* Written task: Return every entry exactly.

* Materials provided:
————

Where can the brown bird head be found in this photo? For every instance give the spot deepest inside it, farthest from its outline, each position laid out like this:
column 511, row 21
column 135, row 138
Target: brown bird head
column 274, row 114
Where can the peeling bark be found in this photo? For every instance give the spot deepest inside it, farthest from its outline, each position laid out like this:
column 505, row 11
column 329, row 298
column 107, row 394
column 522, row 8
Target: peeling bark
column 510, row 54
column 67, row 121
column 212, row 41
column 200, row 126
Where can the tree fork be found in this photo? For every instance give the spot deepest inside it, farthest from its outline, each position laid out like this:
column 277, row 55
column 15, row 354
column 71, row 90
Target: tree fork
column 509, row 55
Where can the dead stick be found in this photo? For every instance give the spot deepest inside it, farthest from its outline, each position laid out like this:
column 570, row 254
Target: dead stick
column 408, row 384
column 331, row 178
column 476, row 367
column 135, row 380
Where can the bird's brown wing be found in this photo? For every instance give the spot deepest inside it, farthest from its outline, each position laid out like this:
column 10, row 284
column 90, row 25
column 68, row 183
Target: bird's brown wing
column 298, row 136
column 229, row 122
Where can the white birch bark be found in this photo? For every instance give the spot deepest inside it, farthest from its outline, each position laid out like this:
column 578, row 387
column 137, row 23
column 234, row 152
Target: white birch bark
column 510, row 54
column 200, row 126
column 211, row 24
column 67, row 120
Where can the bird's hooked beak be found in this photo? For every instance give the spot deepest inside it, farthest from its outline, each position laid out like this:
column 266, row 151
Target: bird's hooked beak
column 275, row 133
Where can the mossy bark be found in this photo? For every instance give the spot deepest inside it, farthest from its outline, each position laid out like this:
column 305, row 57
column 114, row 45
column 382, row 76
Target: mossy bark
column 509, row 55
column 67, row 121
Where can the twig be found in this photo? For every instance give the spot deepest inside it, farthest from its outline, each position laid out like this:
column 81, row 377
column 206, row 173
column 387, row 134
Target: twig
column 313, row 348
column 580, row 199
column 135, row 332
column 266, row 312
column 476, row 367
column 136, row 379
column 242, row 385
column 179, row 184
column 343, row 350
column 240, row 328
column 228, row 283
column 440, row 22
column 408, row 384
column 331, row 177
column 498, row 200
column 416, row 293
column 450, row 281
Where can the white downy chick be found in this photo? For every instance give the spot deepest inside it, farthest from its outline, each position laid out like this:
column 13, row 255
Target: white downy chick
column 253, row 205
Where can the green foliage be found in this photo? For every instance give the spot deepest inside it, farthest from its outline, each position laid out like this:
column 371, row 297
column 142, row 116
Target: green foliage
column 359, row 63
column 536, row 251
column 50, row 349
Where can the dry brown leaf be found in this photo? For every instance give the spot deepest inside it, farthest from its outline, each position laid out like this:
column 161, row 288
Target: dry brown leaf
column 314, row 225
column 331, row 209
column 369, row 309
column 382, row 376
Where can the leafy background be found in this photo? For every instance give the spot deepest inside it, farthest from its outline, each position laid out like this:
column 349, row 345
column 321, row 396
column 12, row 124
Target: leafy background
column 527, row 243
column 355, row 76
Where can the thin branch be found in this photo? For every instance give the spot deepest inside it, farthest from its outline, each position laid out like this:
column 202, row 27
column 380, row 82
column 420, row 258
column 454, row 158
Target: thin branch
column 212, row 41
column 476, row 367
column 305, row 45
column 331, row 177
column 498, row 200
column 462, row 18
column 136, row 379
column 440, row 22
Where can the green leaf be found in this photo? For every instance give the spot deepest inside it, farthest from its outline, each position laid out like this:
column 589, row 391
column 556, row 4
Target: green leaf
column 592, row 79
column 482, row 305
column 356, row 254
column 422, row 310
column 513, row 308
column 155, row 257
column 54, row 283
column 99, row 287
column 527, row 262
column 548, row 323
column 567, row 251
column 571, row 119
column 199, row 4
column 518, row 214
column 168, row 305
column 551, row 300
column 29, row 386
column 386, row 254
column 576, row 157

————

* Response:
Where can the brown bird head be found in this photo? For every instance give the spot deepest inside it, farthest from its outline, each position laid out like this:
column 511, row 21
column 135, row 138
Target: brown bird head
column 274, row 114
Where can the peeling bark be found in this photo? For every instance give the spot deepest inside it, farthest from its outline, each position laid out like this:
column 505, row 11
column 329, row 298
column 107, row 394
column 522, row 8
Target: peeling bark
column 510, row 54
column 67, row 121
column 212, row 41
column 200, row 126
Where can the tree fork be found in this photo? For every instance give the spot deepest inside it, farthest from its outline, each position laid out like this:
column 277, row 55
column 15, row 354
column 71, row 90
Target: tree fork
column 509, row 55
Where can the dead stick be found in this photo? For every instance give the spot deepest inside it, farthest from its outline, each position laid out like this:
column 570, row 254
Target: dead stick
column 408, row 384
column 331, row 178
column 476, row 367
column 135, row 380
Where can the bird's brown wing be found in this photo? For every instance give the spot deepest inside it, farthest from its outline, each position laid out like this:
column 10, row 284
column 90, row 25
column 68, row 183
Target: bird's brown wing
column 298, row 136
column 229, row 122
Where can the white birch bark be found in this photo? For every instance give the spot deepest inside it, farthest from its outline, each position laid out like this:
column 578, row 387
column 137, row 23
column 234, row 152
Target: white birch bark
column 510, row 54
column 200, row 126
column 211, row 24
column 67, row 120
Where can the bird's hooked beak be found in this photo? For every instance give the spot deepest inside it, farthest from its outline, each position laid out like this:
column 266, row 151
Target: bird's hooked beak
column 275, row 133
Where can the mossy bark be found in this photo? For every instance give the spot deepest inside it, farthest from its outline, each position laid out like this:
column 305, row 57
column 114, row 45
column 382, row 76
Target: mossy bark
column 509, row 55
column 67, row 121
Where can the twig be found in this photo? For every instance give the spot deepest inside it, farthest from its outline, each position laid out like this:
column 81, row 377
column 206, row 173
column 387, row 134
Target: twig
column 313, row 348
column 580, row 199
column 135, row 332
column 266, row 312
column 476, row 367
column 136, row 379
column 242, row 385
column 179, row 184
column 343, row 350
column 240, row 328
column 228, row 283
column 440, row 22
column 408, row 384
column 331, row 177
column 498, row 200
column 416, row 293
column 450, row 281
Where can the white downy chick be found in this photo? For every instance give the spot deepest inside it, farthest from its outline, each position laid out like this:
column 13, row 255
Target: white downy chick
column 253, row 205
Where can the green foliage be found in this photo? For every instance give the spot deepest inside it, farthest from its outline, each position laid out like this:
column 371, row 297
column 142, row 116
Target: green foliage
column 359, row 63
column 536, row 251
column 50, row 349
Where can the dry brown leaf be found in this photo? For every instance give the spot deepest inside it, farthest from its outline, each position laid out like this:
column 161, row 288
Target: dry brown leaf
column 314, row 225
column 331, row 209
column 369, row 309
column 382, row 376
Where can the leafy background be found in this photo? For every instance give the spot deepest inside it, farthest from its outline, each position laid out like this:
column 349, row 345
column 321, row 396
column 12, row 124
Target: leafy background
column 527, row 243
column 355, row 76
Where can the thin branch be found in this photo? For every instance give the spot deepest inside it, farthest from its outline, each position laid out like this:
column 202, row 27
column 380, row 82
column 420, row 258
column 454, row 158
Target: thin branch
column 212, row 41
column 476, row 367
column 305, row 45
column 331, row 177
column 498, row 200
column 462, row 18
column 136, row 379
column 440, row 22
Where can the green leaf be found in this photo? For every instance give the spot deepest inside it, farthest from its outline, each position laid out like this:
column 589, row 391
column 556, row 4
Target: green leaf
column 592, row 79
column 482, row 305
column 356, row 254
column 422, row 310
column 513, row 308
column 155, row 257
column 54, row 283
column 99, row 287
column 527, row 262
column 548, row 323
column 567, row 251
column 571, row 119
column 199, row 4
column 518, row 214
column 168, row 305
column 551, row 300
column 29, row 386
column 386, row 254
column 576, row 157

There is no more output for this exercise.